THE TASKS
**a)** Using the excerpt on rural broadband, decide whether each statement agrees with it: (i) Robert Debroux said extending existing networks may be more efficient than building new ones; (ii) Christopher Murphy said satellite broadband will eventually match the low latency of other technologies; (iii) Chuck Keller said auction support should go only to fiber providers. Answer yes or no for each, quoting the words of the excerpt that decide it.
**b)** In the excerpt on rural broadband, what upload speed does Christopher Murphy say satellite broadband can provide now?

EXCERPT PROVIDED
The FCC should balance the desire to deploy fiber against the need to get Internet to people who don’t have it, agreed Robert Debroux, TDS Telecom director-federal affairs. It may be more efficient to extend existing networks than build new ones, he said. A “high fiber diet” tends to suit people better than an “all-fiber diet,” said Chuck Keller, a partner of Wilkinson Barker who represented CTIA. The auction should be designed so support goes to the provider that's most efficient at serving an area, regardless of the technology used, he said.
Satellite broadband can meet rural needs even if it’s technically inferior in some ways to fiber, said ViaSat Associate General Counsel Christopher Murphy: “We’re actually a viable alternative.” Satellite broadband will “never” have as low latency as other technologies, he acknowledged, but it can provide 25 Mbps down and 3 Mbps up now, he said. As satellite companies increase the capacity in orbit, speeds could compete with fiber in the 1 Gbps range, he said. The higher latency of satellite is acceptable for most applications required by consumers, he said.

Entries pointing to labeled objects
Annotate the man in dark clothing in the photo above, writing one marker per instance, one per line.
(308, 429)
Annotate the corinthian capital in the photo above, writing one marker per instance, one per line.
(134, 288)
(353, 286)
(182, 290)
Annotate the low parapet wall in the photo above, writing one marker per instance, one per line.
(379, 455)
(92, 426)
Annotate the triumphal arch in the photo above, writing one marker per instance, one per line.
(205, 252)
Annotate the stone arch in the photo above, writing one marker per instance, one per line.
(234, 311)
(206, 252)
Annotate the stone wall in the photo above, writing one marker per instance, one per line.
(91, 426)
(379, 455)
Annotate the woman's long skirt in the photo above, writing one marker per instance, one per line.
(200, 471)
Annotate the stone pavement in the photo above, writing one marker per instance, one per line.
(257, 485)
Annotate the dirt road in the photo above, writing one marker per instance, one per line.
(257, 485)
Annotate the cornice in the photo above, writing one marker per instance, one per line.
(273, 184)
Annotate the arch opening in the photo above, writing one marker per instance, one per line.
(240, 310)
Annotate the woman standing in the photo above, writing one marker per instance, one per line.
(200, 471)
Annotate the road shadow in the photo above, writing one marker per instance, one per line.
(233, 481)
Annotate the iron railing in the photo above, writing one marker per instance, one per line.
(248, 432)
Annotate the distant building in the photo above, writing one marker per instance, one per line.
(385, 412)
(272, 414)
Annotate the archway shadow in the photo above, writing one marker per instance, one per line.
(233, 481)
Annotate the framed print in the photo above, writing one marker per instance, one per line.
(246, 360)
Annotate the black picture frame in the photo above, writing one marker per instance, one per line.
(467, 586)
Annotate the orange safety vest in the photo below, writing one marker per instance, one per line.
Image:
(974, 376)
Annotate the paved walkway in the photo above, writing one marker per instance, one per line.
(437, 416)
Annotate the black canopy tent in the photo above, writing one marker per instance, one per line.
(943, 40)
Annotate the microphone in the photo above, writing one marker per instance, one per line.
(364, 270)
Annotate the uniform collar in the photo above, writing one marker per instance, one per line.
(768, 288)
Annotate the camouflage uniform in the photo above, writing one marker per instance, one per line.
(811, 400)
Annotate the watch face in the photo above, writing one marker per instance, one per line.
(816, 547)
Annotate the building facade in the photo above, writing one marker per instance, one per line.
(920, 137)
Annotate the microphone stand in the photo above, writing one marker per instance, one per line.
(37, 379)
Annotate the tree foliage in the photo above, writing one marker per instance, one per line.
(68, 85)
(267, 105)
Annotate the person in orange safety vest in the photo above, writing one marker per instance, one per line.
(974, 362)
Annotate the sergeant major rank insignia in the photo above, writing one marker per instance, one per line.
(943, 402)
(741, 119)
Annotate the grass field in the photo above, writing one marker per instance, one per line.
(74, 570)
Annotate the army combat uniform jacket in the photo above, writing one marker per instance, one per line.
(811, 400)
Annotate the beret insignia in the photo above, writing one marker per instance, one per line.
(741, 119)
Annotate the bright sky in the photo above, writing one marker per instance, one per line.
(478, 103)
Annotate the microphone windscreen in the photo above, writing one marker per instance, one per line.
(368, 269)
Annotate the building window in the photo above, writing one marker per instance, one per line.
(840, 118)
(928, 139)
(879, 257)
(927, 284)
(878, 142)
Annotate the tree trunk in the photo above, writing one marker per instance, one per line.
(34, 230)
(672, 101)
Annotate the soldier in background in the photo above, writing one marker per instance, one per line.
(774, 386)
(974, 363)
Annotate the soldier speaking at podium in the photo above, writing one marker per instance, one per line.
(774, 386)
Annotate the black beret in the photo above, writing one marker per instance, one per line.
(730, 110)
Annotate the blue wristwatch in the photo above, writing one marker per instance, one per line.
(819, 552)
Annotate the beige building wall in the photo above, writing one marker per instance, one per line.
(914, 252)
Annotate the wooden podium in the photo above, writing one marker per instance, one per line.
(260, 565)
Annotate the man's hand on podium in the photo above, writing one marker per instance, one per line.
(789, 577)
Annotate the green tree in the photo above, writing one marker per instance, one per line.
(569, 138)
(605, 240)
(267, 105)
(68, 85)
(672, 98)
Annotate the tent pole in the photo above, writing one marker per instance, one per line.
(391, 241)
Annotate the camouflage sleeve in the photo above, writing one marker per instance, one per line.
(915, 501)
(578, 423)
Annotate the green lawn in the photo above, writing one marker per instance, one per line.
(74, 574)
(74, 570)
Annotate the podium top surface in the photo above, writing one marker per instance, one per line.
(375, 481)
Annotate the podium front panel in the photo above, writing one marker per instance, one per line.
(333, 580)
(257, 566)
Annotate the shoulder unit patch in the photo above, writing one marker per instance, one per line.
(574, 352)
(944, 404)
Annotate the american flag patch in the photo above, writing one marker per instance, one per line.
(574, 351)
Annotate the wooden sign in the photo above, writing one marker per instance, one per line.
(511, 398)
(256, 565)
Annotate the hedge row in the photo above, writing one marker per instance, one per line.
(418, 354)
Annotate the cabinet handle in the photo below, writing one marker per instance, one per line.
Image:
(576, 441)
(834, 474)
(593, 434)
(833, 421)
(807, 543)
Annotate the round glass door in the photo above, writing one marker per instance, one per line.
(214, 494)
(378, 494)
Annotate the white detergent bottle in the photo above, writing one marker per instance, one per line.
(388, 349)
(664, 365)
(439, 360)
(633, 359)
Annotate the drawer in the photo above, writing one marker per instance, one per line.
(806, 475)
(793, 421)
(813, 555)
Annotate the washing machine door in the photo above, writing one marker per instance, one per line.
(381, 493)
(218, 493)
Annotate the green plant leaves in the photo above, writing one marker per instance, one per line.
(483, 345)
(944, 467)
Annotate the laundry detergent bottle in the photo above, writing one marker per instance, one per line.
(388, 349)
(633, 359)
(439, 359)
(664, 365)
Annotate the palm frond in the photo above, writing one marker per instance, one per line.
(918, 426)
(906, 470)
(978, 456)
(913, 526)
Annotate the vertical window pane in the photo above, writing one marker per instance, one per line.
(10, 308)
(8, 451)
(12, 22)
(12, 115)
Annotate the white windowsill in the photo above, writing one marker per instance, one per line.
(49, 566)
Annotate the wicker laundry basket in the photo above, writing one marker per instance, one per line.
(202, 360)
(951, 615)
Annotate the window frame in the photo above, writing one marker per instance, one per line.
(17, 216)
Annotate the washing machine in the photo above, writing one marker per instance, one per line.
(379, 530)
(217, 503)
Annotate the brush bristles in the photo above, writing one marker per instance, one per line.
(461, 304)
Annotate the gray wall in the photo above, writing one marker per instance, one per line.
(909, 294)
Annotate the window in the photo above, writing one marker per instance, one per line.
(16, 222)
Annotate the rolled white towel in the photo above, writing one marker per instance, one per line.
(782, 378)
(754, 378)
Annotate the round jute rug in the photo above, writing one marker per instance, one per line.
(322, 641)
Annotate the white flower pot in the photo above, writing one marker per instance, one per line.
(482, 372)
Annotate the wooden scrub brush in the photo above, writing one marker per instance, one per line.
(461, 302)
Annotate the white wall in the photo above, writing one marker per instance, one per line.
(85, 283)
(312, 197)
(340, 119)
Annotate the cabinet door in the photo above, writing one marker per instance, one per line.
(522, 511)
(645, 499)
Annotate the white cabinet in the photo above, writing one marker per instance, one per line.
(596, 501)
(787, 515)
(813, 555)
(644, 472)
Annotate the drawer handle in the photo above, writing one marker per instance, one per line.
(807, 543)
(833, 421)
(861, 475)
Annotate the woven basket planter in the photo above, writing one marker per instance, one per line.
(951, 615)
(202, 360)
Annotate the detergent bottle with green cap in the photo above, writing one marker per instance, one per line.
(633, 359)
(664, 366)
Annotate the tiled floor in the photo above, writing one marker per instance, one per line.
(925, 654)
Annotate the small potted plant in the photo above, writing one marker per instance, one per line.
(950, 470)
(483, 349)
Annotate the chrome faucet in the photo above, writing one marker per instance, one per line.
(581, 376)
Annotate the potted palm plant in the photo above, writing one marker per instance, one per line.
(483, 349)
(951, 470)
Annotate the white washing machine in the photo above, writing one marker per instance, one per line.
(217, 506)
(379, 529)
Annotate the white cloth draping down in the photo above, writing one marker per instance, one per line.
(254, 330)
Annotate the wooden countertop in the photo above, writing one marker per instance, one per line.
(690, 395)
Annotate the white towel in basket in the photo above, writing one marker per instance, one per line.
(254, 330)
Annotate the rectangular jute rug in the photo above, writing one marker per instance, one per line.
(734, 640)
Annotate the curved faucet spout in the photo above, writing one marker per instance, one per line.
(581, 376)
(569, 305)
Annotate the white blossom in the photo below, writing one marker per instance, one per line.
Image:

FINAL ANSWERS
**a)**
(i) Yes: "It may be more efficient to extend existing networks than build new ones, he said."
(ii) No: "Satellite broadband will “never” have as low latency as other technologies, he acknowledged"
(iii) No: "The auction should be designed so support goes to the provider that's most efficient at serving an area, regardless of the technology used, he said."

**b)** 3 Mbps up.